TEXT PROVIDED ▸
***

India stuck to its policies despite protests and aggressive lobbying by the United States government, US-India trade bodies and companies themselves.
Small hurdles
Modi was set to hold talks on Friday to form a new cabinet after election panel data showed his Bharatiya Janata Party had won 302 of the 542 seats at stake and was leading in one more, up from the 282 it won in 2014.
After Modi’s win, about a dozen officials of foreign companies in India and their advisers told Reuters they hoped he would ease his stance and dilute some of the policies.
Other investors hope the government will avoid sudden policy changes on investment and regulation that catch them off guard and prove very costly, urging instead industry-wide consultation that permits time to prepare.
Protectionism concerns “are small hurdles you have to go through,” however, said Prem Watsa, the chairman of Canadian diversified investment firm Fairfax Financial, which has investments of $5 billion in India.
“There will be more business-friendly policies and more private enterprise coming into India,” he told Reuters in an interview.
Tech, healthcare and beyond
Among the firms looking for more friendly steps are global payments companies that had benefited since 2016 from Modi’s push for electronic payments instead of cash.

***

WORK ORDER 1 ▸ In the article on foreign investors after Modi's election win, how many seats had the Bharatiya Janata Party won according to election panel data?
WORK ORDER 2 ▸ Summarize the article on foreign investors after Modi's election win in two sentences.
WORK ORDER 3 ▸ Continue the article on foreign investors after Modi's election win, beginning after its final sentence.

***

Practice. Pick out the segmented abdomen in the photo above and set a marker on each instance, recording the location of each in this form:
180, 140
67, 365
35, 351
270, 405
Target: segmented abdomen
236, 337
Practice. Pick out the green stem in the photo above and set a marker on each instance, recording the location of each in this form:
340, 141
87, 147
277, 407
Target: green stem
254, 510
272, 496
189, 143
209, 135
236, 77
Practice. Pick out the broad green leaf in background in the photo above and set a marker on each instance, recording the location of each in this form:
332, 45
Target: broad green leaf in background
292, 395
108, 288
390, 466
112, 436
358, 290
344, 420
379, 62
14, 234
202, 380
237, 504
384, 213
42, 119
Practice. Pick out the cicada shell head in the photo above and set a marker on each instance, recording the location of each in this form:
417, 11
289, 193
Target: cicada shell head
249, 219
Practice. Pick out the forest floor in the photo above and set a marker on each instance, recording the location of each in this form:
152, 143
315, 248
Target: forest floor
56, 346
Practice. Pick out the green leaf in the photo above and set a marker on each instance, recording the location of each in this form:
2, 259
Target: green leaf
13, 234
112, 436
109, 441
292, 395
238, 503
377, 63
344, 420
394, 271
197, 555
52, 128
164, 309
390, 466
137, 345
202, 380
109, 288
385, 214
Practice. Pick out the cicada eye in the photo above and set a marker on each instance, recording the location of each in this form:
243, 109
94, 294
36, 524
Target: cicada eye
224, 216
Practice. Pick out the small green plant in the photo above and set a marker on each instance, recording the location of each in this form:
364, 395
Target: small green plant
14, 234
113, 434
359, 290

***

REPLY 1 ▸ It had won 302 of the 542 seats at stake.

REPLY 2 ▸ After Modi's Bharatiya Janata Party won 302 of the 542 seats at stake, about a dozen officials of foreign companies in India and their advisers said they hoped he would ease policies that India had maintained despite protests and lobbying by the United States government, trade bodies and companies. Other investors urged industry-wide consultation rather than sudden policy changes, while Fairfax Financial chairman Prem Watsa called protectionism concerns small hurdles and predicted more business-friendly policies.

REPLY 3 ▸
Last year, however, firms such as Mastercard and Visa were asked to store more of their data in India, to allow “unfettered supervisory access,” a change that prompted WhatsApp to delay plans for a payments service.
Modi’s government has also drafted a law to clamp similar stringent data norms on the entire sector.
But abrupt changes to rules on foreign investment in e-commerce stoked alarm at firms such as Amazon, which saw India operations disrupted briefly in February, and Walmart, just months after it invested $16 billion in India’s Flipkart.
Policy changes also hurt foreign players in the $5-billion medical device industry, such as Abbott Laboratories, Boston Scientific and Johnson & Johnson, following 2017 price caps on products such as heart stents and knee implants.
Modi’s government said the move aimed to help poor patients and curb profiteering, but the US government and lobby groups said it harmed innovation, profits and investment plans.
“If foreign companies see their future in this country on a long-term basis...they will have to look at the interests of the people,” Ashwani MaHajjan, an official of a nationalist group that pushed for some of the measures, told Reuters.
That view was echoed this week by two policymakers who said government policies will focus on strengthening India’s own companies, while providing foreign players with adequate opportunities for growth.
Such comments worry foreign executives who fear Modi is not about to change his protectionist stance in a hurry, with one offical of a US tech firm saying, “I’d rather be more worried than be optimistic.”